◆ DATA LISTING:
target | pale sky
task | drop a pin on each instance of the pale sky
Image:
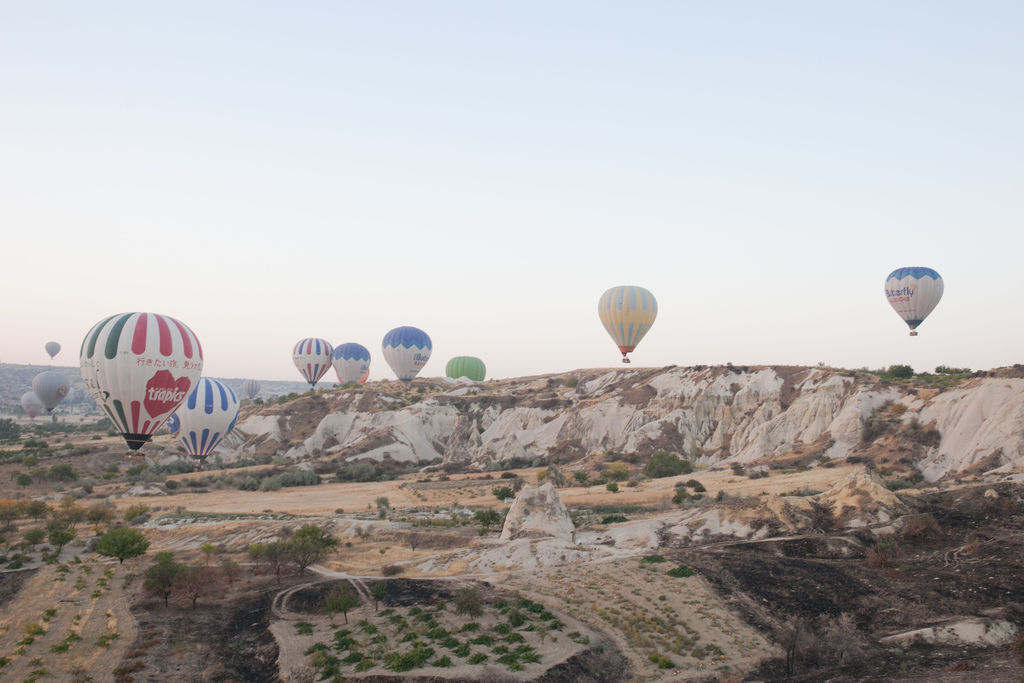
(268, 171)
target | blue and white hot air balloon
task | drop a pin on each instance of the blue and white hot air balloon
(312, 357)
(627, 313)
(250, 389)
(913, 293)
(207, 416)
(351, 361)
(407, 350)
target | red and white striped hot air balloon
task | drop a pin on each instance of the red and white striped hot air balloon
(312, 358)
(139, 368)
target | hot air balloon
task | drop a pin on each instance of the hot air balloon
(50, 387)
(32, 406)
(207, 417)
(312, 357)
(627, 312)
(913, 293)
(466, 366)
(407, 350)
(250, 389)
(139, 368)
(351, 361)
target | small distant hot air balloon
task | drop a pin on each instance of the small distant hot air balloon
(50, 387)
(139, 368)
(407, 350)
(351, 361)
(913, 293)
(466, 366)
(32, 406)
(312, 357)
(250, 389)
(207, 417)
(627, 312)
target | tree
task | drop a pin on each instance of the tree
(34, 537)
(503, 493)
(467, 601)
(9, 511)
(617, 471)
(379, 592)
(60, 537)
(163, 574)
(208, 550)
(664, 464)
(275, 554)
(37, 509)
(194, 581)
(486, 518)
(122, 543)
(308, 545)
(341, 600)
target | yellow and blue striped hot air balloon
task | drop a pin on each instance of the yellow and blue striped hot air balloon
(627, 312)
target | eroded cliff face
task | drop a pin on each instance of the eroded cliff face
(713, 415)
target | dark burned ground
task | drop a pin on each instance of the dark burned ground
(225, 638)
(972, 565)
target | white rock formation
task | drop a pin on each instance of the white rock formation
(538, 513)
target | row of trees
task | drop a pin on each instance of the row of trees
(309, 544)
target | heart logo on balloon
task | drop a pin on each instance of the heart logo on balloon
(164, 393)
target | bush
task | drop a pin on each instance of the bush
(133, 511)
(682, 571)
(613, 519)
(883, 554)
(467, 601)
(664, 464)
(617, 471)
(503, 493)
(900, 372)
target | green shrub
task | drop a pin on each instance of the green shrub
(664, 464)
(681, 571)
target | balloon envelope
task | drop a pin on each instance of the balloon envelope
(312, 358)
(31, 404)
(627, 313)
(351, 361)
(207, 417)
(913, 292)
(466, 366)
(50, 387)
(407, 351)
(250, 389)
(139, 368)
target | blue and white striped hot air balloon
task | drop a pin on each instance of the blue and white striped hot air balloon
(351, 361)
(312, 357)
(407, 350)
(207, 416)
(627, 313)
(913, 292)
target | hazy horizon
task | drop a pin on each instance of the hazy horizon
(267, 173)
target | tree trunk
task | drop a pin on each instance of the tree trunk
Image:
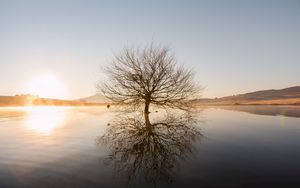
(146, 113)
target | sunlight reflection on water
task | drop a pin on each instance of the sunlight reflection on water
(44, 119)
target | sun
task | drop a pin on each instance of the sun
(46, 86)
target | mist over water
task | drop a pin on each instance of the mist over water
(59, 146)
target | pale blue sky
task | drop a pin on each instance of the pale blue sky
(233, 46)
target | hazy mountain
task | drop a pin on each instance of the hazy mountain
(291, 92)
(289, 95)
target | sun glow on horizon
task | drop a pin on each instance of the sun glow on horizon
(46, 86)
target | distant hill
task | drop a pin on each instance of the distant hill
(97, 98)
(289, 95)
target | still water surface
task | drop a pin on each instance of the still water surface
(253, 146)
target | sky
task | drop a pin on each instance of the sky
(233, 46)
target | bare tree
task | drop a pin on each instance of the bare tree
(147, 76)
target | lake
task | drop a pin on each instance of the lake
(237, 146)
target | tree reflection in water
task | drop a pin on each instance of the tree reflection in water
(147, 150)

◆ SHORT PROBLEM: Pull every line of the items above out word for word, leaving out the pictures.

◆ SOLUTION:
target | pale sky
task | drop a pin on each instance of the pale sky
Image:
(268, 171)
target | blue and white hot air balloon
task | drop a pin on each instance of the blue and white hot air balloon
(312, 357)
(627, 313)
(250, 389)
(913, 293)
(207, 416)
(351, 361)
(407, 350)
target | red and white striped hot air balloon
task | drop a pin on each instance of the red and white striped hot air balloon
(312, 358)
(139, 368)
target | hot air balloon
task | drop a pin on each instance of the hot air balloon
(50, 387)
(32, 406)
(207, 417)
(312, 357)
(627, 312)
(913, 293)
(466, 366)
(407, 350)
(250, 389)
(139, 368)
(351, 361)
target | small distant hot air balloon
task | drop a pin on each instance of the small distant hot air balloon
(50, 387)
(139, 368)
(407, 350)
(351, 361)
(913, 293)
(466, 366)
(32, 406)
(312, 357)
(250, 389)
(207, 417)
(627, 312)
target | tree
task | drop a pin on each instance of the tree
(34, 537)
(503, 493)
(467, 601)
(9, 511)
(617, 471)
(379, 592)
(60, 537)
(163, 574)
(208, 550)
(664, 464)
(275, 554)
(37, 509)
(194, 581)
(486, 518)
(122, 543)
(308, 545)
(341, 600)
target | yellow and blue striped hot air balloon
task | drop a pin on each instance of the yellow and blue striped hot air balloon
(627, 312)
target | eroded cliff face
task | drop a pin on each instance of the eroded cliff face
(713, 415)
target | dark burned ground
task | drop a pin on each instance of the dark burned ground
(225, 638)
(972, 565)
target | white rock formation
task | drop a pin on each instance of the white rock formation
(538, 513)
target | row of trees
task | drop a pin on each instance of the row of trees
(309, 544)
target | heart logo on balloon
task | drop a pin on each instance of the heart logo on balloon
(164, 393)
target | bush
task | drop a pin on each instance of the bush
(133, 511)
(682, 571)
(613, 519)
(883, 554)
(467, 601)
(664, 464)
(617, 471)
(503, 493)
(900, 372)
target | green shrub
task | drop a pin on each instance of the green shrub
(664, 464)
(681, 571)
target | balloon envelope
task | drop a pin on each instance of the balloon envelope
(312, 358)
(31, 404)
(627, 313)
(351, 361)
(207, 417)
(913, 292)
(466, 366)
(50, 387)
(407, 351)
(250, 389)
(139, 368)
target | blue and white striped hot air balloon
task | drop a pin on each instance of the blue and white striped hot air balloon
(351, 361)
(312, 357)
(407, 350)
(207, 416)
(627, 313)
(913, 292)
target | hazy horizon
task | drop a pin on each instance of the hazy horizon
(267, 173)
target | tree trunk
task | drop a pin on each instance of the tree trunk
Image:
(146, 113)
target | sunlight reflection on water
task | drop a pin on each instance of the sunlight reflection on water
(44, 119)
target | sun
task | drop a pin on each instance of the sun
(46, 86)
target | mist over water
task | drop a pin on each instance of the mist over water
(59, 146)
target | pale blue sky
task | drop a pin on each instance of the pale blue sky
(233, 46)
target | hazy mountain
task | drop a pin on each instance of the hazy mountain
(291, 92)
(289, 95)
target | sun glow on horizon
task | drop a pin on each instance of the sun glow on horizon
(46, 86)
target | distant hill
task | drop a pin on each instance of the distant hill
(97, 98)
(289, 95)
target | still water surface
task | drop a pin on each instance of the still water surface
(253, 146)
target | sky
task | drop a pin on each instance of the sky
(233, 46)
target | bare tree
task | drop a pin on each instance of the bare tree
(147, 76)
target | lake
task | drop a pin on each instance of the lake
(237, 146)
target | tree reflection in water
task | drop a pin on each instance of the tree reflection in water
(147, 150)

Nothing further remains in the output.